**Goal of the exercise**: Count the lines in the records below that contain the word "stone", and reply with only that number.

**Data provided**:
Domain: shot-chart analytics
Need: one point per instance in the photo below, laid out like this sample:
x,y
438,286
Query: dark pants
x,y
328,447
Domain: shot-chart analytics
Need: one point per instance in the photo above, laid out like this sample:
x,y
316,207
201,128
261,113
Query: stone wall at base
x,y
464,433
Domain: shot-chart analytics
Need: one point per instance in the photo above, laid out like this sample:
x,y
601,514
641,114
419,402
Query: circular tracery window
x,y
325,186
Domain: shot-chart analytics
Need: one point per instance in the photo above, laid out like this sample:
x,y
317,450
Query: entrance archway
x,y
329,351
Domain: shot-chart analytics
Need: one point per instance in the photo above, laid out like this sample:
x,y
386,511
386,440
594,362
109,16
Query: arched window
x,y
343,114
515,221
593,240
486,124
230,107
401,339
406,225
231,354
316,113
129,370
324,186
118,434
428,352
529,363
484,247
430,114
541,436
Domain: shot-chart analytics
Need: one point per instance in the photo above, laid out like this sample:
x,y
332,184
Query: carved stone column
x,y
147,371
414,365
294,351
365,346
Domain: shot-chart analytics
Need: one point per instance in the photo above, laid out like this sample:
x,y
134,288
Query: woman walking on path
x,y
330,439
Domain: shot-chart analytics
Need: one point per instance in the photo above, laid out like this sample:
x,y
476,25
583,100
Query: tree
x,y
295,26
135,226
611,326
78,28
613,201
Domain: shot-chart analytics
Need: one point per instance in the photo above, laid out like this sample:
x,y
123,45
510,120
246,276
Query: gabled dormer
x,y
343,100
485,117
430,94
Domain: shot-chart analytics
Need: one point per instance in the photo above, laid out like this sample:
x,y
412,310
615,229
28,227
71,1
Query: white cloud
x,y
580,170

**Result of the task**: 2